■ **Extrahierter Text**
----

In Mexiko gibt es mehr Tiger in Privatbesitz als weltweit frei lebend. Der Wildtierhandel boomt und ist lukrativer als Drogenschmuggel. Exotische Tiere gelten als Luxusgut im Narcoland. Wer einen weissen Löwen hat, geniesst Anerkennung. Geboren für ein Leben in Gefangenschaft, ausgebeutet, gefoltert, vorgeführt und vernachlässigt. Die Fundacion Recica ist eine Auffangstation für Großkatzen und bemüht sich um den besseren Käfig.
2017 lerne ich die NGO das erste Mal kennen. 2019 besuche ich sie ein zweites Mal. Nur Kenny, mein Kameramann begleitet mich. Zu zweit zahlen wir umgerechnet 300 Euro „Eintritt“. Eigentlich gibt es keinen offiziellen Eintrittspreis, da die NGO eigentlich nicht öffentlich zugänglich ist. Ich habe Sonderstatus, da wir uns kennen und ich im Medienauftrag komme. Ich muss dazu sagen, dass die 300,00Euro gerade mal 15% der Monatskosten allein für Alimente sind.
Emilio Ángeles Ordóñez ist Gründer der Fundacion Recica. Als Besitzer einer Palettenfirma startete er die Fundacion Recica als reines Herzensprojekt. Ich bin direkt fasziniert von ihm. Er hat eine ruhige Ausstrahlung und es wirkt fast so, als würde ihm die Unterhaltung mit Tieren einfacher fallen als mit den Menschen.
Ein Spaziergang durch den Tigerkäfig
Sogleich wird uns die Pforte geöffnet und wieder beginnt der Besuch mit dem Video, dass ich schon kenne. Als wir auf Emilio stoßen, begrüßt er mich warmherzig mit einer Umarmung. „Herzlich Willkommen Taiga!“, sagt er lächelnd und öffnet uns ohne Vorwarnung die Tür zum Löwenkäfig. Wir bahnen uns einen Weg durch etwa 15 Tiere, die knochenknackend Fleisch reissen. Der Gedanke, dass jederzeit eines der Tiere nervös werden könnte und uns angreifen ist nicht abfällig- immer wieder hört man von Raubkatzen, die ihre Besitzer angreifen oder töten. Wir müssen aufpassen, nicht einem von ihnen auf den Schwanz zu treten oder gar das Gefühl zu vermitteln, Essenkonkurrenten zu sein.

----

■ **Datenabschnitt**
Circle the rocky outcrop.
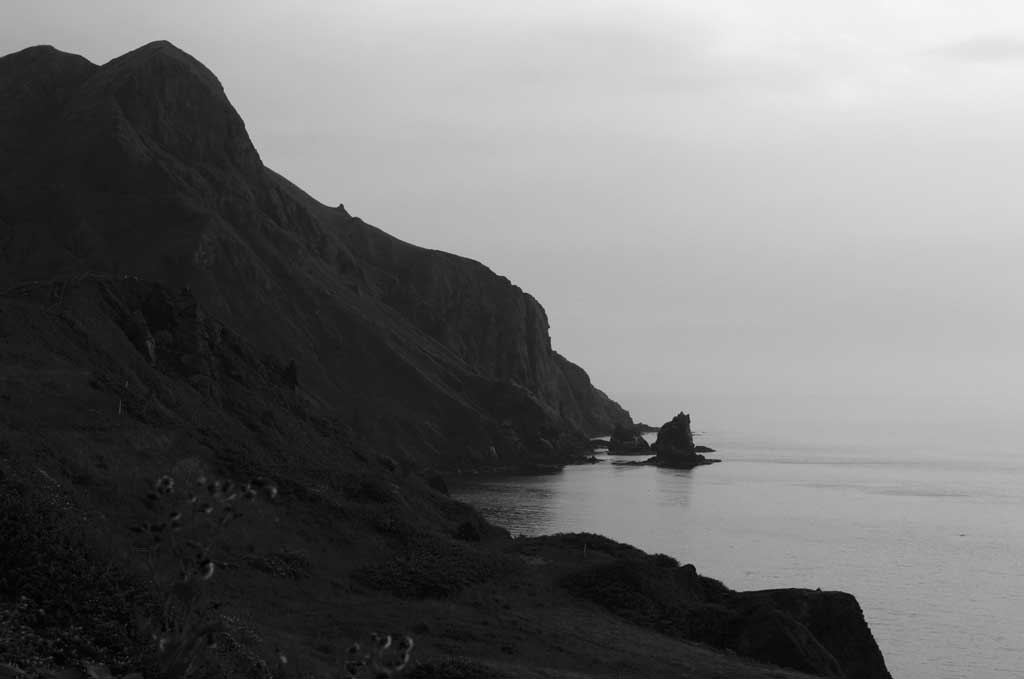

----

■ **Aufgabenliste**
1. Nenne alle Personen, die im Text über die Fundacion Recica mit Namen vorkommen.
2. Gib bitte einen Abschnitt aus dem Text über die Fundacion Recica wortgetreu wieder: Beginne bei den Worten „Ein Spaziergang durch“ und höre nach „Essenkonkurrenten zu sein.“ auf.

■ **Antworten der Reihe**
1. Kenny, Emilio Ángeles Ordóñez, Taiga

2.
Ein Spaziergang durch den Tigerkäfig
Sogleich wird uns die Pforte geöffnet und wieder beginnt der Besuch mit dem Video, dass ich schon kenne. Als wir auf Emilio stoßen, begrüßt er mich warmherzig mit einer Umarmung. „Herzlich Willkommen Taiga!“, sagt er lächelnd und öffnet uns ohne Vorwarnung die Tür zum Löwenkäfig. Wir bahnen uns einen Weg durch etwa 15 Tiere, die knochenknackend Fleisch reissen. Der Gedanke, dass jederzeit eines der Tiere nervös werden könnte und uns angreifen ist nicht abfällig- immer wieder hört man von Raubkatzen, die ihre Besitzer angreifen oder töten. Wir müssen aufpassen, nicht einem von ihnen auf den Schwanz zu treten oder gar das Gefühl zu vermitteln, Essenkonkurrenten zu sein.